## Source data
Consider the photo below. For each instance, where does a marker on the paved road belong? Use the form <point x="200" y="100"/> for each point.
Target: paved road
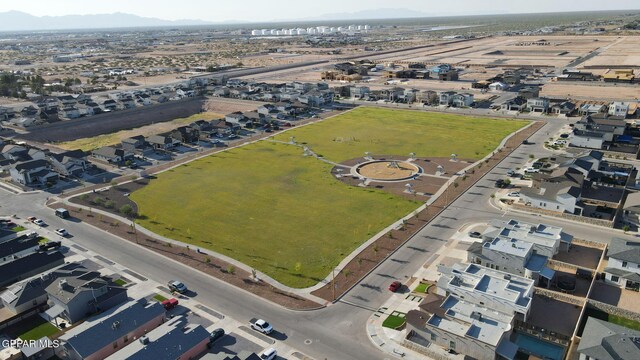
<point x="337" y="332"/>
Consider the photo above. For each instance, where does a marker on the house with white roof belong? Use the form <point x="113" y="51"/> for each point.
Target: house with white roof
<point x="623" y="267"/>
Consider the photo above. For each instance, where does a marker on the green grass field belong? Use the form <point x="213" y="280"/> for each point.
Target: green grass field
<point x="284" y="214"/>
<point x="397" y="132"/>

## Description of the task
Quote exactly what appears from the line containing "on the house" through the final line of the listing above, including both of those lines.

## In response
Consider the photo above. For each instance, where does a marker on the house with white roof belong? Use the form <point x="113" y="51"/> for each point.
Target: house with white roof
<point x="623" y="267"/>
Consider the photo above. For each instance, where does a marker on the green grass field belong? Use the form <point x="213" y="280"/> for each point.
Target: green grass field
<point x="284" y="214"/>
<point x="397" y="132"/>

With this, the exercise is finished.